[Brief 1] Retype the column on publisher gifts to media buyers below, from "Our collective job" to "help this cause?".
[Brief 2] Write what comes next in the column on publisher gifts to media buyers below, starting after its final sentence.

[Text shown]
* * *
Let’s be clear. Desmond did not break
any laws, and she has a track record of success servicing her clients, with a career many would love to emulate. I mean no disrespect to her with this column, but this decision to accept personal
payment from a publishing vendor her agency spends her client’s dollars with, has me wondering: How did we arrive at this point, and isn’t it time to say enough already?
How many
cars does AOL have to give away to media buyers, how many trips do media buyers need to take on a publisher’s dime, and how many inappropriate gifts have to exchange hands -- all in the name of
“building relationships” -- before we recognize “the way business gets done” is bad for our business? “Building relationships” has become a euphemism for condoning
the acceptance of bribes.
Our collective job is to help an advertising communication message reach its intended target. How do the millions of dollars spent by publishers to “build
relationships” with media buyers truly help this cause?
What if this money was spent developing unique research to learn how advertisers can create messages that have a better chance of
resonating with the audience that a publisher reaches? What if publishers reinvested this money in social media to extend the awareness of their clients’ campaigns? There are so many
options for how to allocate these “T&E” dollars that could directly affect the success of a client’s campaign that don’t involve tickets to major sporting events.
* * *
[Data]
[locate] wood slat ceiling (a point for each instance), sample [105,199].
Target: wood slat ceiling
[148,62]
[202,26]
* * *
[Exercise answer 1]
Our collective job is to help an advertising communication message reach its intended target. How do the millions of dollars spent by publishers to “build
relationships” with media buyers truly help this cause?

[Exercise answer 2]
This entire ethical debacle started with free lunches. Over the years, things have gradually escalated to extravagant gifts, all-expense-paid trips, a car, and now stock options -- all on the
piggybacks of our clients’ bank accounts.
This has to stop, it should stop -- and it is so easy to make it stop.
Clients can’t dictate this change. Publishers
won’t, either. It’s up to (insert irony here) the top executives at ad agencies to put an end to this behavior.
All that needs to be done is for Sir Martin Sorrell and the other
leaders of the major ad holding companies to simply and definitively declare that the only thing media-buying employees can accept from media sellers are lunches. Nothing more or less will be
tolerated. End of story.
Media graft was one way of enticing young talent to join the industry at a time when media sat at the back of the bus. Today, we’re driving it.
Isn’t it time we acted like leaders, instead of children left alone in a candy store?